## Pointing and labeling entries
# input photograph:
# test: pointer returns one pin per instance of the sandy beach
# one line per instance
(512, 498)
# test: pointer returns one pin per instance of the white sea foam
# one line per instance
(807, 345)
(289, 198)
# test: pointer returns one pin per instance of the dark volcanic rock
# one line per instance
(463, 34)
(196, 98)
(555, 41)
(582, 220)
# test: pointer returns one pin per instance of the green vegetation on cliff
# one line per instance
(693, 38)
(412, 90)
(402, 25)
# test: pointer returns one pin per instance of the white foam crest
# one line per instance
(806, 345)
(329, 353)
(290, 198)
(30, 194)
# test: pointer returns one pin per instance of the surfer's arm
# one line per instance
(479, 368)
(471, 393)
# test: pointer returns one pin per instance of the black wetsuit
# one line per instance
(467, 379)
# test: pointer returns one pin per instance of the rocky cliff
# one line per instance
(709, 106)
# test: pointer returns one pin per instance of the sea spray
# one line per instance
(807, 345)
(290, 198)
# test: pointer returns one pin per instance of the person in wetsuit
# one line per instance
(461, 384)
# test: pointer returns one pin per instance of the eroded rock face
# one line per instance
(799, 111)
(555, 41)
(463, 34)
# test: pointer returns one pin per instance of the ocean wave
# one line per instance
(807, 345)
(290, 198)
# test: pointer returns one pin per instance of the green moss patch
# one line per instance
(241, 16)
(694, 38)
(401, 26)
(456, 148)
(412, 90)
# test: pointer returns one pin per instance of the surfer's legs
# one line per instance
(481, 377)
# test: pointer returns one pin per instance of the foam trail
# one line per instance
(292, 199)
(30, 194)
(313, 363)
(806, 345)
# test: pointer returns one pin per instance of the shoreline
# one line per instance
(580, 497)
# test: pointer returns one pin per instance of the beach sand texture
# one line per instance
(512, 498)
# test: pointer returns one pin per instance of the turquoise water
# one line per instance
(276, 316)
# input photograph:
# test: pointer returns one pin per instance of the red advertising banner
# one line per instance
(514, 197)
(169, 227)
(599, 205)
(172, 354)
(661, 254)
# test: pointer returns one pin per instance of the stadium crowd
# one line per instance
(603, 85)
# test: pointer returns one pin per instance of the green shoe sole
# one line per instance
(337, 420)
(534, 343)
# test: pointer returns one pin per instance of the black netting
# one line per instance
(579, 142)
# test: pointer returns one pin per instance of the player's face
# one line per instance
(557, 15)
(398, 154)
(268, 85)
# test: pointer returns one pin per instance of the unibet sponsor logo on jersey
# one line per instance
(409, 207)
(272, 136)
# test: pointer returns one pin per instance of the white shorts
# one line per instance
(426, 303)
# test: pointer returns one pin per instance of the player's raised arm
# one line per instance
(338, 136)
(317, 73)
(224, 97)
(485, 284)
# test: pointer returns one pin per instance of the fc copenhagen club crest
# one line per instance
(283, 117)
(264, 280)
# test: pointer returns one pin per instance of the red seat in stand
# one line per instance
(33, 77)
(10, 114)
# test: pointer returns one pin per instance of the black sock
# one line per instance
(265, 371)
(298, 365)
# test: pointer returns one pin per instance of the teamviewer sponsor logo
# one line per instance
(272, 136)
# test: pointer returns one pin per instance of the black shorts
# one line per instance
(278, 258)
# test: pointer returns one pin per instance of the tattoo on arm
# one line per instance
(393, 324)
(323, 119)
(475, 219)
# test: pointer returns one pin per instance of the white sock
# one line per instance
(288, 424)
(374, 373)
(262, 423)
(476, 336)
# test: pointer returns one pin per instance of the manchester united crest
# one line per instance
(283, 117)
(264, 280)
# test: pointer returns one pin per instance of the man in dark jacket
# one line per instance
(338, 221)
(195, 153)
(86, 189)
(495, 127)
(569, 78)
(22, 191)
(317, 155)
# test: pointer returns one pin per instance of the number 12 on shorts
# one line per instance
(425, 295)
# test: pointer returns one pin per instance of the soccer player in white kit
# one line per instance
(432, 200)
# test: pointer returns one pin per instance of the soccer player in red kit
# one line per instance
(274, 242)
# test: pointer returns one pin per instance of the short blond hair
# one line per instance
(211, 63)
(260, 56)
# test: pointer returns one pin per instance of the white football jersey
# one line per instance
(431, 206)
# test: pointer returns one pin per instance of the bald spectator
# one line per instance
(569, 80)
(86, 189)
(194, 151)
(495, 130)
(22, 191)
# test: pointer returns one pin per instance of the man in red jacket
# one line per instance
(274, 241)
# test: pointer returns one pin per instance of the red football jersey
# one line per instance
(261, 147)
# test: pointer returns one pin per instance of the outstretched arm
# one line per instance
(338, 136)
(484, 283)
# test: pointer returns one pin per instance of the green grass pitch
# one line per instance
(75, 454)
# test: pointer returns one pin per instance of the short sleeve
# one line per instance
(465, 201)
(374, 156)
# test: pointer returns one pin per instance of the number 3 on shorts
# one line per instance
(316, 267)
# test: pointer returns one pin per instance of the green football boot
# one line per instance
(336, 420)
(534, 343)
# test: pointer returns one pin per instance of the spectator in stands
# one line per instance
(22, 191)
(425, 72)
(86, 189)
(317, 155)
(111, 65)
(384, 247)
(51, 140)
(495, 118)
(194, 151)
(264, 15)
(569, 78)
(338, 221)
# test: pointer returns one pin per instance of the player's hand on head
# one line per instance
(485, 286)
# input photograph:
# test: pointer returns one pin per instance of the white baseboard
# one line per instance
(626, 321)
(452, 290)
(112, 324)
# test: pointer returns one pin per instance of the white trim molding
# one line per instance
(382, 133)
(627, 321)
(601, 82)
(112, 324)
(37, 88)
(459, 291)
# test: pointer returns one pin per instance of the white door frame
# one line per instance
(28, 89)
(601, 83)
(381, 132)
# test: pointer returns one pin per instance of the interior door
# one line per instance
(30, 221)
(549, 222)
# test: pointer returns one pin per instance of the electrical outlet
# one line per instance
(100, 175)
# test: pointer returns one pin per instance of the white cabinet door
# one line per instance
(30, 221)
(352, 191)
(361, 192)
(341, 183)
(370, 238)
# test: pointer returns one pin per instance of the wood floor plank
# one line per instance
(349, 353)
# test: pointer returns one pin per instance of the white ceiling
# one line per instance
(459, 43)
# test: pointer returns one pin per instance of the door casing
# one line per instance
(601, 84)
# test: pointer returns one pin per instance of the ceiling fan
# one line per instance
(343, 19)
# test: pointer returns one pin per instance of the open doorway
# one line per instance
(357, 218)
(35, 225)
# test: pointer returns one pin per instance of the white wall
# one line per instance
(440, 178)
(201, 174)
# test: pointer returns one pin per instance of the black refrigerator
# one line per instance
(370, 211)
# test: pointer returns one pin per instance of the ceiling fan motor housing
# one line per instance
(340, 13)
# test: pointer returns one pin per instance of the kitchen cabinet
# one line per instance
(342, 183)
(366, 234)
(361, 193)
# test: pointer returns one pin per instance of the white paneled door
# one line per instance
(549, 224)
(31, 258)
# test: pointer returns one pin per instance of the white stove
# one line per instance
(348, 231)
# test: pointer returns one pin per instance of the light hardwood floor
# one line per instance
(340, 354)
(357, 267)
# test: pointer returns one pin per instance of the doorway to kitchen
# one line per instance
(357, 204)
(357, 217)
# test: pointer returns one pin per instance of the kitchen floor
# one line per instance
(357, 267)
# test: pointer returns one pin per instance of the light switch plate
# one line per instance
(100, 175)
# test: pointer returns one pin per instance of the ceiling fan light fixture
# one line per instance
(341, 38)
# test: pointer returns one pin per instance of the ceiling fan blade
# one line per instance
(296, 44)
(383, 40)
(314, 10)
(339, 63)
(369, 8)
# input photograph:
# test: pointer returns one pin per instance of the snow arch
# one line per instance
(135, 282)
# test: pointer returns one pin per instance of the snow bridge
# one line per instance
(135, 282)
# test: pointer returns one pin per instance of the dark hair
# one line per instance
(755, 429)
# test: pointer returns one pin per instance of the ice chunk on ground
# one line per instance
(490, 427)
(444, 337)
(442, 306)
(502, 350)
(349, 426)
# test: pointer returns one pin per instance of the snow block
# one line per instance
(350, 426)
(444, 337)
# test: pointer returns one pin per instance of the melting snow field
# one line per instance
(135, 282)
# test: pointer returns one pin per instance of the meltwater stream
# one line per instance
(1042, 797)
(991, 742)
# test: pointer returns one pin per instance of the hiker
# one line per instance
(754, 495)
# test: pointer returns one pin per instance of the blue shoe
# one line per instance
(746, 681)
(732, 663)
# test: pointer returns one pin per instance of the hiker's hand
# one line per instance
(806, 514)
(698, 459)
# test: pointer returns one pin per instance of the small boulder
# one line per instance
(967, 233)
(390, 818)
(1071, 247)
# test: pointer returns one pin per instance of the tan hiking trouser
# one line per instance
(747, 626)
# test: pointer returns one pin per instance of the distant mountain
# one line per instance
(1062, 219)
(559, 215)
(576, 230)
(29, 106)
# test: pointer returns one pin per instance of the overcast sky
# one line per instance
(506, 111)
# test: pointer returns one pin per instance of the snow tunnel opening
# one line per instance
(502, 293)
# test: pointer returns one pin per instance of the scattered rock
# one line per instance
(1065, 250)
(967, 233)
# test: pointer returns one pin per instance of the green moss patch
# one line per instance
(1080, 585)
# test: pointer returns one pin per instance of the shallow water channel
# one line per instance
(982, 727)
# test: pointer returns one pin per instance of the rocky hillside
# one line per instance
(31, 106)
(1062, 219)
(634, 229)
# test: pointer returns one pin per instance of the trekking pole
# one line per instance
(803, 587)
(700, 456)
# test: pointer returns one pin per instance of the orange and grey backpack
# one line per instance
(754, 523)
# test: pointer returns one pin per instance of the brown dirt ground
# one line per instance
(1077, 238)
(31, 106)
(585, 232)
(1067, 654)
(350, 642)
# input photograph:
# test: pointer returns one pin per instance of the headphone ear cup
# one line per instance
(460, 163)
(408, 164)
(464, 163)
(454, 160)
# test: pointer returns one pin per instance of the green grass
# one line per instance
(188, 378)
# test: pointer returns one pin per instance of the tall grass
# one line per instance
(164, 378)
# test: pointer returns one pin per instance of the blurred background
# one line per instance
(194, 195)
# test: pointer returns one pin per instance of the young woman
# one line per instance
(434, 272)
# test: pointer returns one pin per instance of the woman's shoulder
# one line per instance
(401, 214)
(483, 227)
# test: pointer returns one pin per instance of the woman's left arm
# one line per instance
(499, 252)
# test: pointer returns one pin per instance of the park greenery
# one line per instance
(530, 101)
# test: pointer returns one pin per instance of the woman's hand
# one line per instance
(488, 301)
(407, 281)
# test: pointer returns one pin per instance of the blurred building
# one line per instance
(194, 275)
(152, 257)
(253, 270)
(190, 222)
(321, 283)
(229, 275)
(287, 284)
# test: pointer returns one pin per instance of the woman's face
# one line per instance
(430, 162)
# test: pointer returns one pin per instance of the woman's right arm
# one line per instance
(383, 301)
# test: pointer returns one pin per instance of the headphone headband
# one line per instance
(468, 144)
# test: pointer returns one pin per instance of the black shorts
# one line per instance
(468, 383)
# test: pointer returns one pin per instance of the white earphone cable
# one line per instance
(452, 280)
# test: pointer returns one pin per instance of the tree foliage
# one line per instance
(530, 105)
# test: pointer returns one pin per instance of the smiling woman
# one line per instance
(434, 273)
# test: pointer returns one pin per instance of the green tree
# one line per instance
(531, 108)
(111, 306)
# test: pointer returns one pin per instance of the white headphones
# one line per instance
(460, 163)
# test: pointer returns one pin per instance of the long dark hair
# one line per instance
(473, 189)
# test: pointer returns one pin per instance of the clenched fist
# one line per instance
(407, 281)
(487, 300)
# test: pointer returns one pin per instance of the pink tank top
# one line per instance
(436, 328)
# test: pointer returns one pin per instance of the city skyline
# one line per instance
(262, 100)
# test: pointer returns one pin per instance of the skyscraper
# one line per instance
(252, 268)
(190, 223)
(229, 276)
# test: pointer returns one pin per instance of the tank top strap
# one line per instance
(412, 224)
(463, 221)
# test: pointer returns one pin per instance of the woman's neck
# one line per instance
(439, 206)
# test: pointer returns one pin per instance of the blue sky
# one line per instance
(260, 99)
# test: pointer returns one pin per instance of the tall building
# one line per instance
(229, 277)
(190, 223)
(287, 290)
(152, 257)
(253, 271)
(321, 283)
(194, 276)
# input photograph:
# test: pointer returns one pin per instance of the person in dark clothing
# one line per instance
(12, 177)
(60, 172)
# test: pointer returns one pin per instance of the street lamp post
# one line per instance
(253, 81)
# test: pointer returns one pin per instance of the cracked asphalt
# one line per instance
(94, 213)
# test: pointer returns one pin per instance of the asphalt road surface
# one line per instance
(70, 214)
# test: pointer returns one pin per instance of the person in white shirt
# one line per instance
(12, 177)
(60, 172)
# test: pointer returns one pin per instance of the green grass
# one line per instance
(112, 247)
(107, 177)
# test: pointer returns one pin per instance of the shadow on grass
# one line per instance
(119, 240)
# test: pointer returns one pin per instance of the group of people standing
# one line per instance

## Work to complete
Transcribe word for word the lines from the one holding "the blue sky" to the last line of the listing above, inclusive.

## Completed task
# test: pointer returns one pin per instance of the blue sky
# one line per instance
(260, 99)
# test: pointer returns one pin per instance of the tall building
# one line per instance
(229, 277)
(190, 223)
(287, 290)
(152, 257)
(253, 271)
(321, 283)
(194, 276)
# input photograph:
# test: pointer returns one pin per instance of the person in dark clothing
# one line per instance
(12, 177)
(60, 172)
# test: pointer returns one pin per instance of the street lamp post
# one line per instance
(253, 81)
# test: pointer returns one pin per instance of the cracked asphalt
# one line per instance
(94, 213)
# test: pointer returns one pin per instance of the asphalt road surface
# one line per instance
(70, 214)
# test: pointer returns one pin per instance of the person in white shirt
# one line per instance
(12, 177)
(60, 172)
# test: pointer returns one pin per instance of the green grass
# one line per instance
(112, 247)
(107, 177)
# test: pointer returns one pin per instance of the shadow on grass
# one line per instance
(119, 240)
# test: pointer returns one pin per instance of the group of people standing
# one line per instance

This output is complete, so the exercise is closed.